What you are asked to do:
Produce a verbatim copy of the data below that contains no pictures.

Photo-based referring expression data

+--

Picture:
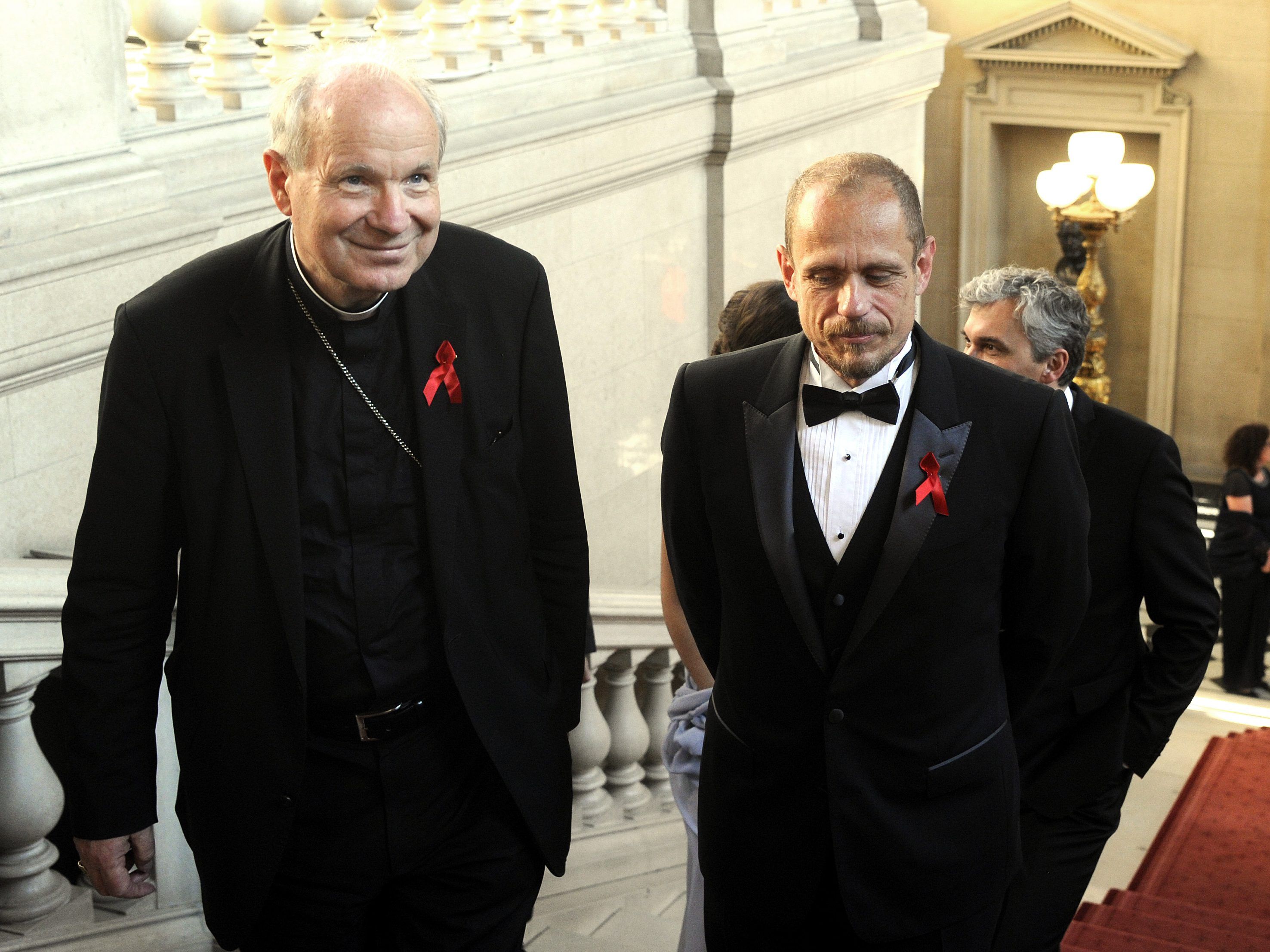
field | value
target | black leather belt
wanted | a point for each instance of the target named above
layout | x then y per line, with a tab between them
367	728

+--

Solution to this task:
Picture:
field | value
target | black leather belt
wanted | a point for each instance of the target named above
layout | x then y per line, with a tab between them
367	728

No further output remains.